**TASK**
Gather each line from the material below that contains the string "blurred", matching case exactly.

=-=-=-=-=

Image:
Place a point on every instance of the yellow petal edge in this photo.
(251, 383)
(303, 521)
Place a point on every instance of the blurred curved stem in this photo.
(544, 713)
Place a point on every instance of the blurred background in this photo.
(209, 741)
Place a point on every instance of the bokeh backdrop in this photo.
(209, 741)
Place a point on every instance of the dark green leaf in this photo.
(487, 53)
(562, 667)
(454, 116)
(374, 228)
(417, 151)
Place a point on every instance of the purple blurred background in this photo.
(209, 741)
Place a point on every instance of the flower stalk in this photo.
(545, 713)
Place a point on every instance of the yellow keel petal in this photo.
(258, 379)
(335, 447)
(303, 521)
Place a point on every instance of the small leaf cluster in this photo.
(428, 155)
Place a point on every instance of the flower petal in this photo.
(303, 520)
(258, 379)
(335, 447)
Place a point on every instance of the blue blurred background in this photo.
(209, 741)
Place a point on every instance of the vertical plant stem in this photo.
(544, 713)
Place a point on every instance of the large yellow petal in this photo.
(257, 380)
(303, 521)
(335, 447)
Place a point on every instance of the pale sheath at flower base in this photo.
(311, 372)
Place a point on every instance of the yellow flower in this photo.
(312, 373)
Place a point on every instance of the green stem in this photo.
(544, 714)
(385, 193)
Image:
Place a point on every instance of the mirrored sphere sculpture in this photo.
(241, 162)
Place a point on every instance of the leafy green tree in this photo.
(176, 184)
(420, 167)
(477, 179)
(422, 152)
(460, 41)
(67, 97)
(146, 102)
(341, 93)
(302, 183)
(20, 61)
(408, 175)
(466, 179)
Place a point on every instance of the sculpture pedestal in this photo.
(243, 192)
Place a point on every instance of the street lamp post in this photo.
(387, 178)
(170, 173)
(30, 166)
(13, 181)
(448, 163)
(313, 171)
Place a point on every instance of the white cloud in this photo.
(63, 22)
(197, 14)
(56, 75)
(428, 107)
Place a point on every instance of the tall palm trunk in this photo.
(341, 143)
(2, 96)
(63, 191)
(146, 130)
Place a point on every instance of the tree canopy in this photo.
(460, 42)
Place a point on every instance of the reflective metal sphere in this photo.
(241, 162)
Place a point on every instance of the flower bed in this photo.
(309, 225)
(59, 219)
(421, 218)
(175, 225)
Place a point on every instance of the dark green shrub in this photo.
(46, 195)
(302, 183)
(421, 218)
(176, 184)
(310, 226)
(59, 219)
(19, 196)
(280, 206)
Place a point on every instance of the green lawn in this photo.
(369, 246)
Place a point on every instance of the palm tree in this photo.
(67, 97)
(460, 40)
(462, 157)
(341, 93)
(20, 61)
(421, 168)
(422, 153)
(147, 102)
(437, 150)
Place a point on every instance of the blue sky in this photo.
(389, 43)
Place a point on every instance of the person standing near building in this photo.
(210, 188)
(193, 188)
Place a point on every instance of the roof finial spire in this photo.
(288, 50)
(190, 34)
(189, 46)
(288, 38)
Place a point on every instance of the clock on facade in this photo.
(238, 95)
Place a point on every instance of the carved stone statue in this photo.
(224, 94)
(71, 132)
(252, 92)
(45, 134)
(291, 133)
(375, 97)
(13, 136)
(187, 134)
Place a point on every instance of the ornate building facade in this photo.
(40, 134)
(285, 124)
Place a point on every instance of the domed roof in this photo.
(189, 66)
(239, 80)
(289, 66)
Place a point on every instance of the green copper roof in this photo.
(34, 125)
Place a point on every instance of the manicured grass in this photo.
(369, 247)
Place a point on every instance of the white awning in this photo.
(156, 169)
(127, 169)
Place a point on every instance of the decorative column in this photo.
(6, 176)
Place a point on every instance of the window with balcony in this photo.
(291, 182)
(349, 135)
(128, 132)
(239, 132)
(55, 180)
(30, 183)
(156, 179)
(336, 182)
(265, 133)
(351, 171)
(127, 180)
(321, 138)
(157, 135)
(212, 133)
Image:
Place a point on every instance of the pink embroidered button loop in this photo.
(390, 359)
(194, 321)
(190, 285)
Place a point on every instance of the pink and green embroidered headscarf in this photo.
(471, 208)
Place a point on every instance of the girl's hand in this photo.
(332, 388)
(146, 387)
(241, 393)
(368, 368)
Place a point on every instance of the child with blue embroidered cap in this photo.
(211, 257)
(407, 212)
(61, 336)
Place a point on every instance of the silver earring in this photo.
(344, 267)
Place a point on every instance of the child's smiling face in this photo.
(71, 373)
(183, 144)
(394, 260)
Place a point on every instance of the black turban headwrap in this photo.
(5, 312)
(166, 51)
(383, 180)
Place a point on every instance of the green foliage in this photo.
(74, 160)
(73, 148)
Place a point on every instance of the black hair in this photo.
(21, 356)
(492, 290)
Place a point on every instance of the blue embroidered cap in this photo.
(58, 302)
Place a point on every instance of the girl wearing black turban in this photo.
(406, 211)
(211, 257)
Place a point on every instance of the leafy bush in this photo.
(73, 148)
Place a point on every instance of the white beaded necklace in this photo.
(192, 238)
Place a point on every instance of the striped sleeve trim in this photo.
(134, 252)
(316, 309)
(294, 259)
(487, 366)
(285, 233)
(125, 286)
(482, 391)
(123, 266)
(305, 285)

=-=-=-=-=

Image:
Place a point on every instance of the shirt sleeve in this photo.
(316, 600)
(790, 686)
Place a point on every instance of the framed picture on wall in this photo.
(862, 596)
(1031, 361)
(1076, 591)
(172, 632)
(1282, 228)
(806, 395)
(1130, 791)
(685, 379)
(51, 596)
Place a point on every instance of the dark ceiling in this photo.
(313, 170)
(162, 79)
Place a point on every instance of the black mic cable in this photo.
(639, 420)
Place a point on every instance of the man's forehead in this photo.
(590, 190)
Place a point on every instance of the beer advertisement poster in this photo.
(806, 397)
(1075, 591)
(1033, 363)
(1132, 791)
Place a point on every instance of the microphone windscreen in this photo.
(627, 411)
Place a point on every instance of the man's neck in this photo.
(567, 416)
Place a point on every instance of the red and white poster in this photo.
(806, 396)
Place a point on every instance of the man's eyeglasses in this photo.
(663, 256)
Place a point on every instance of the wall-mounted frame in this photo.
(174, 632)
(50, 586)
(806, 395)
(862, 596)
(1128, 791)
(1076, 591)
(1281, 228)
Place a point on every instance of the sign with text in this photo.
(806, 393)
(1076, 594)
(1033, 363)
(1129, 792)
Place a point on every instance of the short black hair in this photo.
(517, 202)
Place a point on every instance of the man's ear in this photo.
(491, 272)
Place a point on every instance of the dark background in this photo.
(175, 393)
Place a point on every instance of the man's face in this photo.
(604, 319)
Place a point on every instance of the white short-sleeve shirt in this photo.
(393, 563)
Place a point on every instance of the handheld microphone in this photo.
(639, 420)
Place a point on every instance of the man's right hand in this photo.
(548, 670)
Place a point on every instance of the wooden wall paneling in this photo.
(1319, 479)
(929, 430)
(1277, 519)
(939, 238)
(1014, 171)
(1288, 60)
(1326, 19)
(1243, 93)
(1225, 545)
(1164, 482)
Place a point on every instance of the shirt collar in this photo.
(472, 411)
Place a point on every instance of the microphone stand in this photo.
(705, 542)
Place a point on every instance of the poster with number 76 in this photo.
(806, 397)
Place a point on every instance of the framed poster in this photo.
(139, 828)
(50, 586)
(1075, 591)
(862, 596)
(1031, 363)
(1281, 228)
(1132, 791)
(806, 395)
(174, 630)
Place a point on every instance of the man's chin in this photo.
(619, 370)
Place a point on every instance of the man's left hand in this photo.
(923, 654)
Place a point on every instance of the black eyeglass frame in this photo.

=-=-=-=-=

**FULL SOLUTION**
Place a point on every instance of the blurred curved stem in this photo.
Place a point on every instance of the blurred background in this photo.
Place a point on every instance of the purple blurred background in this photo.
Place a point on every instance of the blue blurred background in this photo.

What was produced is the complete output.